PROBLEM STATEMENT
From the entries below, pull out every line that contains the word "gooseneck" and list those lines.
>> begin GIVEN DATA
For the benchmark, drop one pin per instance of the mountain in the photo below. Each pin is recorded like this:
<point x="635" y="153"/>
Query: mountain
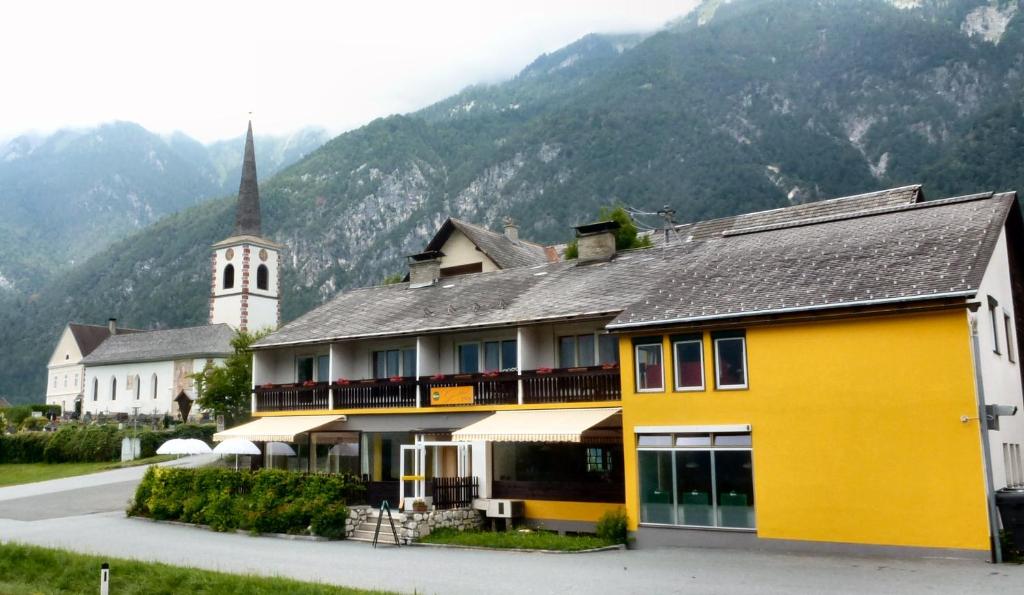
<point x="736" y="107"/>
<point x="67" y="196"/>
>> end GIVEN DATA
>> begin GIVEN DATA
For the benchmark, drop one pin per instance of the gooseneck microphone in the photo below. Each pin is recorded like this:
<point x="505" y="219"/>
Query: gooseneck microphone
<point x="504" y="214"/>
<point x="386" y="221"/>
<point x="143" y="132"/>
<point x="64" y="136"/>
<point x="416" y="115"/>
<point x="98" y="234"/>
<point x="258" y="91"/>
>> end GIVEN DATA
>> begin GIVEN DATA
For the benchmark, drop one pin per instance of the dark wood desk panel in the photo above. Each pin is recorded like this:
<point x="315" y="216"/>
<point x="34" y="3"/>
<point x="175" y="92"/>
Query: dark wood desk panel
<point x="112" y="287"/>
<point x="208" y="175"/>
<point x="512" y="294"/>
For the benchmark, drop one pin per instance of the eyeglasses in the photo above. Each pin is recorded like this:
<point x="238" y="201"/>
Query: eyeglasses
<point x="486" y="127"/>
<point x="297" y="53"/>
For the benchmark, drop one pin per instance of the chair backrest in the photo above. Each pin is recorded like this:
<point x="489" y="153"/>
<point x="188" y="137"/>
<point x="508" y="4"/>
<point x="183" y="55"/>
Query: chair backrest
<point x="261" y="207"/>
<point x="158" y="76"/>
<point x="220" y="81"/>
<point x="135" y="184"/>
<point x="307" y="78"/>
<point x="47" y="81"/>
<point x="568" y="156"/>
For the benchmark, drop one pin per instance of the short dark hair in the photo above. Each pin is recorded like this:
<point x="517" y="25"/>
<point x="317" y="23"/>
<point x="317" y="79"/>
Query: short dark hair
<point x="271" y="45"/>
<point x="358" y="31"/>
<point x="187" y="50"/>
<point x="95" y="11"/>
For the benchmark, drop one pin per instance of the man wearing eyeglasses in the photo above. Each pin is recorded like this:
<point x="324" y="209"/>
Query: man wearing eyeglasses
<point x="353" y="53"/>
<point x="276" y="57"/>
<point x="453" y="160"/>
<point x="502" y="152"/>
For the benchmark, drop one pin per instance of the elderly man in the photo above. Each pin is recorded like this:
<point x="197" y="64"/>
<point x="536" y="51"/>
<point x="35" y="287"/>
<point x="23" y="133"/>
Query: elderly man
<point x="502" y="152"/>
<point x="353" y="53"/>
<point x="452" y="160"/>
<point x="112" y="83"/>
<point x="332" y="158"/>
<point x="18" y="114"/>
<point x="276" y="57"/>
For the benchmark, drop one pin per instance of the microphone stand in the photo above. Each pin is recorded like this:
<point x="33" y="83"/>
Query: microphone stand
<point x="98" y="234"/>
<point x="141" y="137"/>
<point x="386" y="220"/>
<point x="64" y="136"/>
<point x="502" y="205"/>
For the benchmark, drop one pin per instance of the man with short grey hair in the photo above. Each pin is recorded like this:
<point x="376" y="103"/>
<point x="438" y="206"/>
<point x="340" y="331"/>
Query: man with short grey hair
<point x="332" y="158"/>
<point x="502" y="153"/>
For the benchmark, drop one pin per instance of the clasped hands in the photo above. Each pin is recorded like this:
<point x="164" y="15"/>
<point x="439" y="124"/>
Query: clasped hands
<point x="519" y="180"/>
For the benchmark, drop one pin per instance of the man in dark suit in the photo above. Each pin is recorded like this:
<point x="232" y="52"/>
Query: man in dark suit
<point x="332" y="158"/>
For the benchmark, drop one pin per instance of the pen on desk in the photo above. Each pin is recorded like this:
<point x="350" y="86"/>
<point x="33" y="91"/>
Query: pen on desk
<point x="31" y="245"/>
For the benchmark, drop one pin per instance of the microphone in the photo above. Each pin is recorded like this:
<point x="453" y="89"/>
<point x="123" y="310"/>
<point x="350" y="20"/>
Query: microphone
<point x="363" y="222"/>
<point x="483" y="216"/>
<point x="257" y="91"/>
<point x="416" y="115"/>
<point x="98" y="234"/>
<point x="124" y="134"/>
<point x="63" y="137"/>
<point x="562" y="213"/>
>> end GIVEN DATA
ANSWER TO THE TASK
For the benchmark, drop one pin per instance of the gooseneck microphone in the photo below. Each pin is recorded like this:
Query: gooseneck microphone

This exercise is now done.